▶ Selected passage:
|---|

[clang] df8d33f - [OpenMP][AMDGPU] Add "amdgpu-flat-work-group-size" for known thread counts
Johannes Doerfert via cfe-commits
cfe-commits at lists.llvm.org
Fri Aug 18 21:48:32 PDT 2023
Author: Johannes Doerfert
Date: 2023-08-18T21:47:57-07:00
New Revision: df8d33fa7a22df3be34da5c6837031d897fa479b
URL: https://github.com/llvm/llvm-project/commit/df8d33fa7a22df3be34da5c6837031d897fa479b
DIFF: https://github.com/llvm/llvm-project/commit/df8d33fa7a22df3be34da5c6837031d897fa479b.diff
LOG: [OpenMP][AMDGPU] Add "amdgpu-flat-work-group-size" for known thread counts
If we know the thread count statically and it is a constant, we can set
the "amdgpu-flat-work-group-size" kernel attribute.
Fixes https://github.com/llvm/llvm-project/issues/64816 in parts.
Added:
Modified:
clang/test/OpenMP/amdgcn-attributes.cpp
llvm/lib/Frontend/OpenMP/OMPIRBuilder.cpp
Removed:
################################################################################
diff --git a/clang/test/OpenMP/amdgcn-attributes.cpp b/clang/test/OpenMP/amdgcn-attributes.cpp
index 46c8c53b47b53d..5ddc34537d12fb 100644
--- a/clang/test/OpenMP/amdgcn-attributes.cpp
+++ b/clang/test/OpenMP/amdgcn-attributes.cpp
@@ -19,7 +19,7 @@ int func() {
int arr[N];
-#pragma omp target
+#pragma omp target teams thread_limit(42)

|---|

▶ Supplied data:
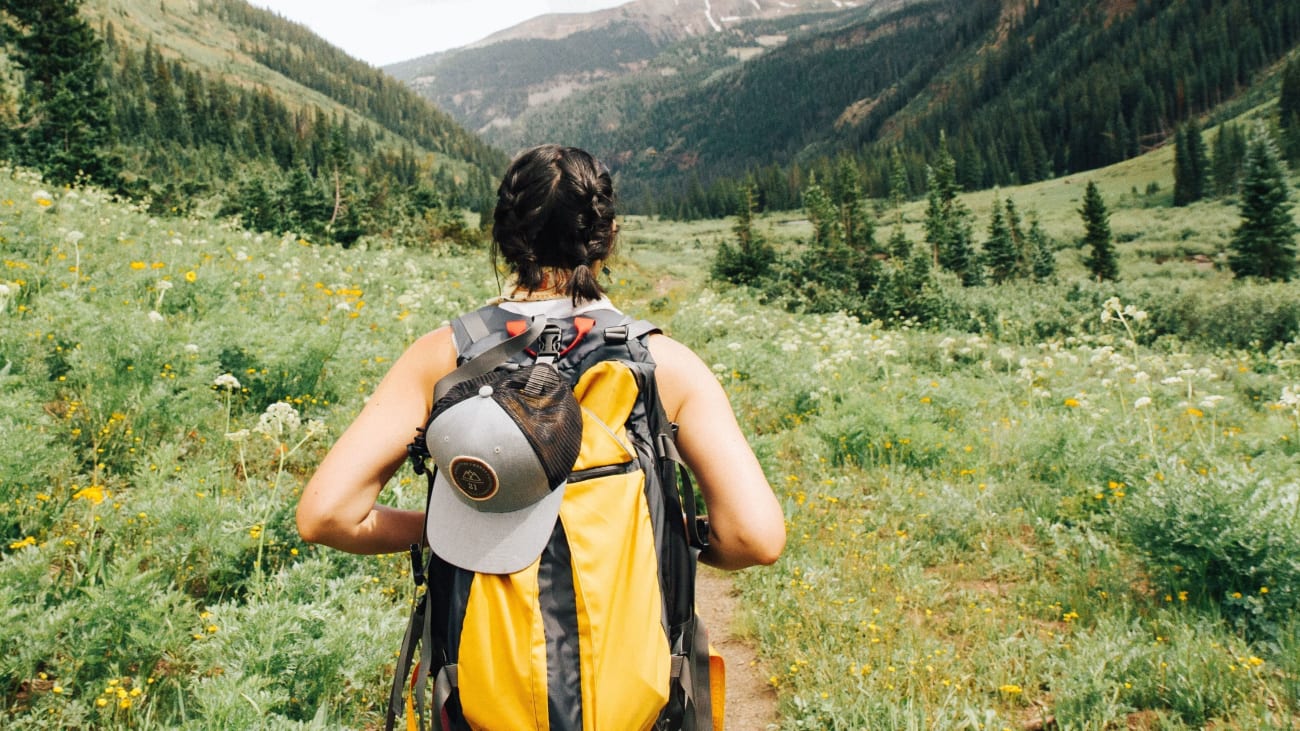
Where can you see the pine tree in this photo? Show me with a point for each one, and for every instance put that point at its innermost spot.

|---|

▶ Exercise goal:
Answer these questions from the commit notice above.
(a) Which kernel attribute is set when the thread count is known statically and is a constant?
(b) Which two files does the commit modify?
(c) What thread_limit value appears in the pragma line added to the test file?

▶ Right answer:
(a) The "amdgpu-flat-work-group-size" kernel attribute.
(b) clang/test/OpenMP/amdgcn-attributes.cpp and llvm/lib/Frontend/OpenMP/OMPIRBuilder.cpp.
(c) 42.